**Assignment**
Repeat exactly, and only, the lines of the entries below from the one with "Task: locate the stone staircase, a" through the one with "Task: locate the stone ramp, a", both ends included.

(Data extracted from a collection)
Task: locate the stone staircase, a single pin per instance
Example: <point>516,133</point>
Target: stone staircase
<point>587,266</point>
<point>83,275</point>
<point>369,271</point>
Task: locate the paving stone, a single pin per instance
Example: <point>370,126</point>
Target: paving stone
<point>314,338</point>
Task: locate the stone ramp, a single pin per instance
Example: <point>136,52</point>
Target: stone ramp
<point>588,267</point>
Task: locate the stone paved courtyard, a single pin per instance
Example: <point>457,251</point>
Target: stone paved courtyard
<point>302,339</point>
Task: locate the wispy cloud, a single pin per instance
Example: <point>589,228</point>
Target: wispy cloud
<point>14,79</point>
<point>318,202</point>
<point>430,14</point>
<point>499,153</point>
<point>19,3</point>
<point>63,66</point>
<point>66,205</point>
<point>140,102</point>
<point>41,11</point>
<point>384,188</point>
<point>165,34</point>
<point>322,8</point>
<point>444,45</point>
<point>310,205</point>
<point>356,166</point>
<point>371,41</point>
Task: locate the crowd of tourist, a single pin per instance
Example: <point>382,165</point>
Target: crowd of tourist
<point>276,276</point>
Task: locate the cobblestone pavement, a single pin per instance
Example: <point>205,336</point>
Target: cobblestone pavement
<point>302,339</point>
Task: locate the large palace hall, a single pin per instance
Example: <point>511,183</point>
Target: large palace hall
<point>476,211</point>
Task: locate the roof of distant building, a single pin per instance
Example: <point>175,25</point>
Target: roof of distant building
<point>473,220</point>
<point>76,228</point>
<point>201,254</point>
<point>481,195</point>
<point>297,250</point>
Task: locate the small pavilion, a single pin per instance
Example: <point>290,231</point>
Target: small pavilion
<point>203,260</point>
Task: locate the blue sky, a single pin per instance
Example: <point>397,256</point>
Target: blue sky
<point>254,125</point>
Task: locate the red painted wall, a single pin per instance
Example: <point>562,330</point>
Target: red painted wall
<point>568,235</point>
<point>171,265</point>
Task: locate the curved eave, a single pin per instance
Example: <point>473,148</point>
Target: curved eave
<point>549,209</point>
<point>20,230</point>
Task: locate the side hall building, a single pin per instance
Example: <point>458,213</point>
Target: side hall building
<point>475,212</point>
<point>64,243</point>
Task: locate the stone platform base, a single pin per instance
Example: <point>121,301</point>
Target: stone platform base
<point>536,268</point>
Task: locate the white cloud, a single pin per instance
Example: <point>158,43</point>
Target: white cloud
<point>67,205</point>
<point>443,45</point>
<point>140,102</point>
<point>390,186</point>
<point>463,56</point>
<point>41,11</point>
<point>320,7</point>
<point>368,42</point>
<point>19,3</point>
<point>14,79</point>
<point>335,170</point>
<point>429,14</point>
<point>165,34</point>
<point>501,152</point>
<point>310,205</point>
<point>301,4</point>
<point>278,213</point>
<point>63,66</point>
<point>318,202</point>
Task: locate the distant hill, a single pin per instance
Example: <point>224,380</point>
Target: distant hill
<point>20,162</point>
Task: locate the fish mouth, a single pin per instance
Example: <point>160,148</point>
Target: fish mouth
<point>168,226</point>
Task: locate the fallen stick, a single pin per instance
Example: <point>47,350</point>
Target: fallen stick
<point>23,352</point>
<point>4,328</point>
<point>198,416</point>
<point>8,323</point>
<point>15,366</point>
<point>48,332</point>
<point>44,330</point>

==

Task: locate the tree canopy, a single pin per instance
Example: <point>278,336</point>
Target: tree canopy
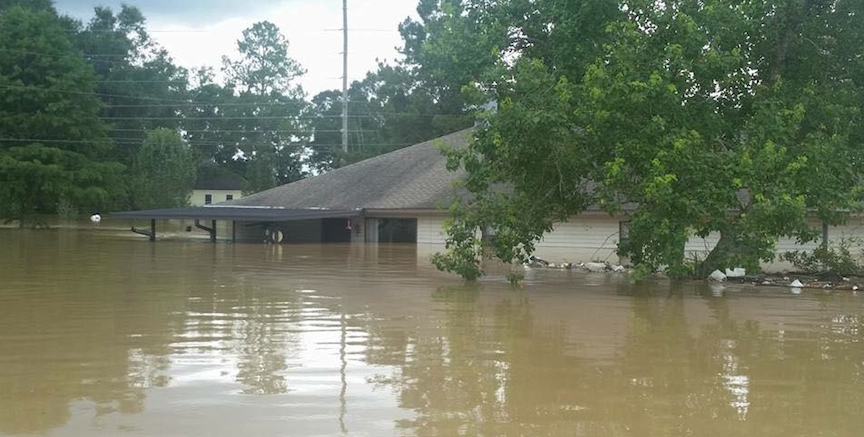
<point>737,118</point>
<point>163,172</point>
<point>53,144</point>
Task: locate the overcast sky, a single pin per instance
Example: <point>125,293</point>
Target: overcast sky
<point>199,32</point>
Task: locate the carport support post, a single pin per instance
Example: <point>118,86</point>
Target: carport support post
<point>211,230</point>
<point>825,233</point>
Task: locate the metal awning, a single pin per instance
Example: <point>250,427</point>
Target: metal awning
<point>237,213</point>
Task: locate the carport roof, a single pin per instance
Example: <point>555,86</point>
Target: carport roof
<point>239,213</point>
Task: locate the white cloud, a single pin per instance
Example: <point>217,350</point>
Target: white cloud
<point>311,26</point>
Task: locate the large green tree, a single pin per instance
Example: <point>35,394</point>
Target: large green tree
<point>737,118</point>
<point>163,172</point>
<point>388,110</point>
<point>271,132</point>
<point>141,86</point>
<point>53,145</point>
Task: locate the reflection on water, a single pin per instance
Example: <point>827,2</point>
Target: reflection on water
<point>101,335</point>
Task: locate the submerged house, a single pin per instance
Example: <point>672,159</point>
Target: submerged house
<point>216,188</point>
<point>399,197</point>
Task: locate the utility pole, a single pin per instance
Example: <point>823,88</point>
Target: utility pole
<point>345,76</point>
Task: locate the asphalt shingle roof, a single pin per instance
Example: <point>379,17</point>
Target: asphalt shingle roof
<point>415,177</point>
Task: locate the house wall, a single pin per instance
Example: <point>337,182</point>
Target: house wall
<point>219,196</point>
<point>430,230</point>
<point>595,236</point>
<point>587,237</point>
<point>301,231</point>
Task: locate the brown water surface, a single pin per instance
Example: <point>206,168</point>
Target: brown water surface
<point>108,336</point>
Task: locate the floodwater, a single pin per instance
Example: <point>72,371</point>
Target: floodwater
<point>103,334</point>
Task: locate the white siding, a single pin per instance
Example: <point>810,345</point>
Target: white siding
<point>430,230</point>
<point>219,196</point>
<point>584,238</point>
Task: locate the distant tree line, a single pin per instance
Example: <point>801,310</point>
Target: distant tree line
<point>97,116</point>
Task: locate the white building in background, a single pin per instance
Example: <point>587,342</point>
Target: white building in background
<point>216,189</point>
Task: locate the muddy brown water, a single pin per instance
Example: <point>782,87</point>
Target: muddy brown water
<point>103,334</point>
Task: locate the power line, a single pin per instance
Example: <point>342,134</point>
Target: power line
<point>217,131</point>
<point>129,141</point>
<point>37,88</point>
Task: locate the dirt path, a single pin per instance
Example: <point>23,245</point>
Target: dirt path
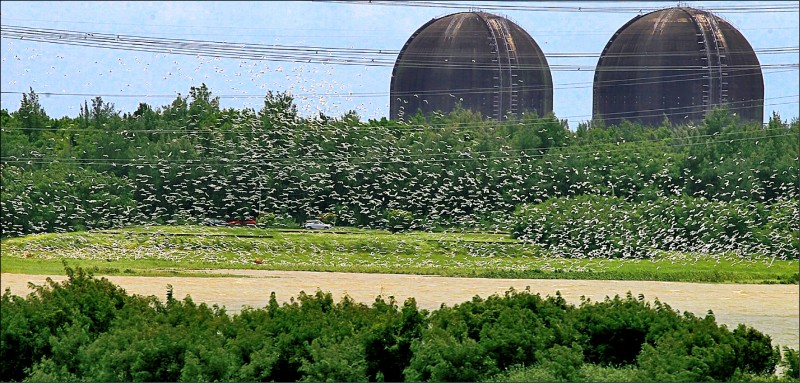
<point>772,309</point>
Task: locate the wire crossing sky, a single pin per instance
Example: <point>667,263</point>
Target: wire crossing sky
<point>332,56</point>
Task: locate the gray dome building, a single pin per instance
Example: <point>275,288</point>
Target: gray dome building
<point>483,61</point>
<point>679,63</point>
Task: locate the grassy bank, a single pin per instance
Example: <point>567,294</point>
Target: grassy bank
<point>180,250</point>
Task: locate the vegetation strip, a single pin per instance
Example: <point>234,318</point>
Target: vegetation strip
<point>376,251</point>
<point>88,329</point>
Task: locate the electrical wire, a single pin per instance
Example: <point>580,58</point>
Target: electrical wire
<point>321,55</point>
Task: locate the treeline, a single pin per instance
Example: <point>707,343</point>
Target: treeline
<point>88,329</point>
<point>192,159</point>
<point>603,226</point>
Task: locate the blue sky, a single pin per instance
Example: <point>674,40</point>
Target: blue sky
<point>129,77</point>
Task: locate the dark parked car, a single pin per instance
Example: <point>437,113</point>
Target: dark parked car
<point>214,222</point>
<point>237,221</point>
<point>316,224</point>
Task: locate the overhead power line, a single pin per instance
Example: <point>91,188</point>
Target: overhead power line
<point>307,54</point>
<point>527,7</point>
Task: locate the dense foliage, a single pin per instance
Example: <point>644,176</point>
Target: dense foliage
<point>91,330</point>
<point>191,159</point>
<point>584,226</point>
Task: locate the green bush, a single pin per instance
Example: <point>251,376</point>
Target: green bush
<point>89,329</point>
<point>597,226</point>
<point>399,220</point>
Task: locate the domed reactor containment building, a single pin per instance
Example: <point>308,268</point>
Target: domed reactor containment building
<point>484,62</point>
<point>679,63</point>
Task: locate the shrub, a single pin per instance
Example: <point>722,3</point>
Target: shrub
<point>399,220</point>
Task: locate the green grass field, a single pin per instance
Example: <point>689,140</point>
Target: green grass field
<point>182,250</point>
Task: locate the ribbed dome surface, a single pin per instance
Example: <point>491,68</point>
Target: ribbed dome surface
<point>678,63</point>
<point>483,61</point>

---

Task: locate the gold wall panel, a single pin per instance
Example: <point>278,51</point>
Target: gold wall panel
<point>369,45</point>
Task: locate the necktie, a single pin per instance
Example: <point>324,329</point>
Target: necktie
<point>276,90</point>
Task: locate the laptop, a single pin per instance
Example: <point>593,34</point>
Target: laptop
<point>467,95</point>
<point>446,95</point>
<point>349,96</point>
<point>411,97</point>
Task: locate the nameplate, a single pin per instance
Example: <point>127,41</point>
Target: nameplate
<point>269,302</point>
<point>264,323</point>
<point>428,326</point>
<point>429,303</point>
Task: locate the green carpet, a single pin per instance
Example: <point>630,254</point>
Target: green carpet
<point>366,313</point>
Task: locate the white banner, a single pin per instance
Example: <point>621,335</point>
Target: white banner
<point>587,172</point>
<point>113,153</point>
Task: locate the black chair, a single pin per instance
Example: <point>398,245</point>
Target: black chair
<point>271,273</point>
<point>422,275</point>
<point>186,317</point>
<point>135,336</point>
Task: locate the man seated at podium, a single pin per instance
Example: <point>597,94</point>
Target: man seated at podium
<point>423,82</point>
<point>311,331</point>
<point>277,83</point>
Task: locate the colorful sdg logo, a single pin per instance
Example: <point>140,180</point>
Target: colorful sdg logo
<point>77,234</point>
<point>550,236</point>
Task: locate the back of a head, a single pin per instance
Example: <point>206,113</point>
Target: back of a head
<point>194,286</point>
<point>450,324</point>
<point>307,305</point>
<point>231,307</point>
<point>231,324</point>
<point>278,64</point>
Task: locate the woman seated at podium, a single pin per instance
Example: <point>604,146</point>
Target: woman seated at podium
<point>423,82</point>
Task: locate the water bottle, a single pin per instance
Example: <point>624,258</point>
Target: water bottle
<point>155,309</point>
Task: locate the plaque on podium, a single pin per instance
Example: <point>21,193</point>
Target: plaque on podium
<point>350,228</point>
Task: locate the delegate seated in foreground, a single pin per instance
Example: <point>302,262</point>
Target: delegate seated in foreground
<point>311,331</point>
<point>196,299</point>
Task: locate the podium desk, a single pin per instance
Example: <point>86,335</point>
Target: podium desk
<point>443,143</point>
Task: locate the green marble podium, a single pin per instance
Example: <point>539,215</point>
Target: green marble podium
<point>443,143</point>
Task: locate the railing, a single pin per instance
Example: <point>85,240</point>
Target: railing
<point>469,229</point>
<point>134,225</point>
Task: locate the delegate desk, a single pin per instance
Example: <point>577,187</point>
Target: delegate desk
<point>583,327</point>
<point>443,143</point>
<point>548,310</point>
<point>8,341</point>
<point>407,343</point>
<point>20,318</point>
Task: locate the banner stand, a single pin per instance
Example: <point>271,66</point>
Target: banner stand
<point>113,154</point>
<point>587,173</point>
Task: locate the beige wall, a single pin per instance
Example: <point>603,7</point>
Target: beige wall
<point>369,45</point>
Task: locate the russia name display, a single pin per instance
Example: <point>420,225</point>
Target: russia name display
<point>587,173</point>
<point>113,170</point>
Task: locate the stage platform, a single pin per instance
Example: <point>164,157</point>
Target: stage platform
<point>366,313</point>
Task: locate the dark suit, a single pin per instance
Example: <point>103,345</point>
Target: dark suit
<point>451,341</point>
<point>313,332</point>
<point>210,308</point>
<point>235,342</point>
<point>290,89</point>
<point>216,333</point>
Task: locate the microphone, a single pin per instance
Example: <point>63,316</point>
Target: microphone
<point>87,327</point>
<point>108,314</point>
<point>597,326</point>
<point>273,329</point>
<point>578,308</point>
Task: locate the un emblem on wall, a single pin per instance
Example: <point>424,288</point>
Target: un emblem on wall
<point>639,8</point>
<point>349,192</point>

**Answer to the exercise**
Task: locate the stone staircase, a single pin per instance
Example: <point>516,133</point>
Target: stone staircase
<point>587,266</point>
<point>83,275</point>
<point>369,271</point>
Task: locate the paving stone, a single pin per instance
Example: <point>370,126</point>
Target: paving stone
<point>314,338</point>
Task: locate the stone ramp, a single pin per instance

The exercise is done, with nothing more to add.